BEGIN Provided passage
Migrating from urllib.parse¶

This guide helps you migrate from Python's urllib.parse module to pywhatwgurl. It covers equivalent APIs, behavioral differences, and common patterns.

Different Standards

urllib.parse follows RFC 3986 while pywhatwgurl implements the WHATWG URL Standard. These standards intentionally differ in how they parse URLs. This guide highlights where behavior diverges so you can migrate with confidence.

Quick Reference¶

`urllib.parse`	pywhatwgurl	Notes
`urlparse(url)`	`URL(url)`	Returns an object with named properties instead of a tuple
`urlsplit(url)`	`URL(url)`	Same as above (`params` is not a WHATWG concept)
`urljoin(base, url)`	`URL(url, base).href`	Argument order is reversed
`parse_qs(qs)`	`URLSearchParams(qs)`	Returns a mapping-like object, not `dict[str, list]`
`parse_qsl(qs)`	`list(URLSearchParams(qs).items())`	Returns `list[tuple[str, str]]`
`quote(s)`	Automatic per-component encoding	See Percent-Encoding
`unquote(s)`	Automatic on parsed URL properties	Decoded values accessible via properties
`quote_plus(s)`	`str(URLSearchParams({"k": s}))`	Spaces → `+` in query strings
`urlunparse(parts)`	Build with `URL` + property setters	See Building URLs
`urlencode(query)`	`str(URLSearchParams(query))`	Accepts dict or list of tuples

Parsing URLs¶

Before (urllib.parse)After (pywhatwgurl)

from urllib.parse import urlparse

result = urlparse("https://user:pass@example.com:8080/path?q=1#frag")
print(result.scheme)    # "https"
print(result.netloc)    # "user:pass@example.com:8080"
print(result.hostname)  # "example.com"
print(result.port)      # 8080 (int)
print(result.path)      # "/path"
print(result.query)     # "q=1"
print(result.fragment)  # "frag"

from pywhatwgurl import URL

url = URL("https://user:pass@example.com:8080/path?q=1#frag")
print(url.protocol)  # "https:"  (includes colon)
print(url.host)      # "example.com:8080"
print(url.hostname)  # "example.com"
print(url.port)      # "8080"  (string, not int)
print(url.pathname)  # "/path"
print(url.search)    # "?q=1"  (includes ?)
print(url.hash)      # "#frag" (includes #)
print(url.username)  # "user"
print(url.password)  # "pass"

Key differences:

protocol includes the trailing colon ("https:" vs "https")
search includes the leading ? ("?q=1" vs "q=1")
hash includes the leading # ("#frag" vs "frag")
port is a string, not an integer
There is no netloc — use host, hostname, username, password separately
There is no params — semicolons in paths are not treated specially

Joining URLs¶

Before (urllib.parse)After (pywhatwgurl)

from urllib.parse import urljoin

result = urljoin("https://example.com/docs/", "../api/v2")
print(result)  # "https://example.com/api/v2"

from pywhatwgurl import URL

url = URL("../api/v2", "https://example.com/docs/")
END Provided passage
BEGIN Data provided
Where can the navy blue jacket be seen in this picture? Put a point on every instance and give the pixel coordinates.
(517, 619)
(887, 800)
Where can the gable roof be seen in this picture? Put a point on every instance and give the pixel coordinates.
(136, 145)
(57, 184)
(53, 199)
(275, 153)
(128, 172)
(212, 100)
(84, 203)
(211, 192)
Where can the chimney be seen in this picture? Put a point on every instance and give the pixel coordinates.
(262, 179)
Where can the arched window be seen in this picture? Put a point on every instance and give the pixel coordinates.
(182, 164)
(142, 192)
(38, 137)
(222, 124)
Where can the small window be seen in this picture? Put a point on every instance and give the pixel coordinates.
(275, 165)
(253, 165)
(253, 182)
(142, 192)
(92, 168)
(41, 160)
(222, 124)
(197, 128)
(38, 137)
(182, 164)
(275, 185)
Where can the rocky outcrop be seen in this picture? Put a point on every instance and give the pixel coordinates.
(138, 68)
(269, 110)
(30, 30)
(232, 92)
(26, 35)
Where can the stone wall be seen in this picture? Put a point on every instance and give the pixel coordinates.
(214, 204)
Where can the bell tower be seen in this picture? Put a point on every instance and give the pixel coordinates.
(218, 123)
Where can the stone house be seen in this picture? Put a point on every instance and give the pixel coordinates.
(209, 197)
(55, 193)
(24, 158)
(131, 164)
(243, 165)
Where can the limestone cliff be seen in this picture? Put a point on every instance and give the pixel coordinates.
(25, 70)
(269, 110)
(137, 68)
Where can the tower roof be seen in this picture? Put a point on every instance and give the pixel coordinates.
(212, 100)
END Data provided
(Request): From the urllib.parse migration guide, extract the passage word for word, starting with "This guide helps" and going on through "and common patterns.". The rows play no part in what comes next.

(Response to this exercise):
This guide helps you migrate from Python's urllib.parse module to pywhatwgurl. It covers equivalent APIs, behavioral differences, and common patterns.